*Stated exercise*:
Edit everything from the line containing "--target blonde wavy hair" down to the line containing "Mark the region of every instance of the blonde" by swapping "blonde wavy hair" for "dark curly hair", leaving all else unchanged. Return only those lines.

*Dataset records*:

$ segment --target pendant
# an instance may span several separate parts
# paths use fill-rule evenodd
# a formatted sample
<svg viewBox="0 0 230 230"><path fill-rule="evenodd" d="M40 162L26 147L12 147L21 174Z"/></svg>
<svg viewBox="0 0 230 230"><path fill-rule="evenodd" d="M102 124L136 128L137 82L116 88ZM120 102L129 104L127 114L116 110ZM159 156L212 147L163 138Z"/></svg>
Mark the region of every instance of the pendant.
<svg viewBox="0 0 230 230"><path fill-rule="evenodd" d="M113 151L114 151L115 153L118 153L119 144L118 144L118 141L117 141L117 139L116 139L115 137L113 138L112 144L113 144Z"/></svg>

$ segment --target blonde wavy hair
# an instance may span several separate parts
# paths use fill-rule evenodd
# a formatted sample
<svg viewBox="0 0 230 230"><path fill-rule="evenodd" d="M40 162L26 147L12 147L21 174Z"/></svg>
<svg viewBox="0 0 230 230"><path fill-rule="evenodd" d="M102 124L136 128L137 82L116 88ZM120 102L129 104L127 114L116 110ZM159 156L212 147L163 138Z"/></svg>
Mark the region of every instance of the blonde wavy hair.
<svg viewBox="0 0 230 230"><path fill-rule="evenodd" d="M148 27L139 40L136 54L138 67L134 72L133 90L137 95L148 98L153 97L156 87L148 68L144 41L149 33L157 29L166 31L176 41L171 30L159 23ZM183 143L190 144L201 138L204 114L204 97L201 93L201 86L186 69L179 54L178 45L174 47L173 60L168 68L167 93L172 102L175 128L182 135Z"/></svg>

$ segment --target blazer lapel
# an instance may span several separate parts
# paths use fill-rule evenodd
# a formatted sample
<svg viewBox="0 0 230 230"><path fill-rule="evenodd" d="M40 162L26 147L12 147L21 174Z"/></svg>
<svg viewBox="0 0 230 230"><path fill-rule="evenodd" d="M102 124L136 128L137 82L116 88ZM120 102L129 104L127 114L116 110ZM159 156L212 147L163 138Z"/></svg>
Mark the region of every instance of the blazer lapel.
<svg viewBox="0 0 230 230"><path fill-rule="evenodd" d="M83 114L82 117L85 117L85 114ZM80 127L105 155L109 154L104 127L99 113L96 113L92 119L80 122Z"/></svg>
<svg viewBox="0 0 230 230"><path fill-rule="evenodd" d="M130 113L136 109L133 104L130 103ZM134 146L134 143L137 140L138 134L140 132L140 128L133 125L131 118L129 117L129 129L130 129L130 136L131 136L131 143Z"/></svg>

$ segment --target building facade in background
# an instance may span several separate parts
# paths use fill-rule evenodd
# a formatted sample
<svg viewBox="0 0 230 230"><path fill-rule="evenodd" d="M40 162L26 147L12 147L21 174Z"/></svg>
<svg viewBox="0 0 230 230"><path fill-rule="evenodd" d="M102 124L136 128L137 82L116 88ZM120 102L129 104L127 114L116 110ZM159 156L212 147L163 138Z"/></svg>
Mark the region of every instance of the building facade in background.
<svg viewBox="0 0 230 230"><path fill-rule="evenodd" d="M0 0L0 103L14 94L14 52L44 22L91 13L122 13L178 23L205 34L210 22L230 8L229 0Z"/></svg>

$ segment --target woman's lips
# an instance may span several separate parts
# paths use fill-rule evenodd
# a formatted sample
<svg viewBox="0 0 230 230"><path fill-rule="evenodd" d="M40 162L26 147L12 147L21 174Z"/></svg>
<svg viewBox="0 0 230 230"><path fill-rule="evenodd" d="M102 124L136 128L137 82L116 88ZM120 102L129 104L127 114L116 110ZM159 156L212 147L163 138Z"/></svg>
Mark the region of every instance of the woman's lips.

*Finished exercise*:
$ segment --target dark curly hair
# an instance may span several separate parts
# paths use fill-rule evenodd
# a formatted sample
<svg viewBox="0 0 230 230"><path fill-rule="evenodd" d="M40 162L26 147L12 147L21 174Z"/></svg>
<svg viewBox="0 0 230 230"><path fill-rule="evenodd" d="M102 124L136 128L137 82L116 88ZM120 102L129 104L127 114L116 110ZM159 156L212 147L163 138Z"/></svg>
Mark the region of every instance of the dark curly hair.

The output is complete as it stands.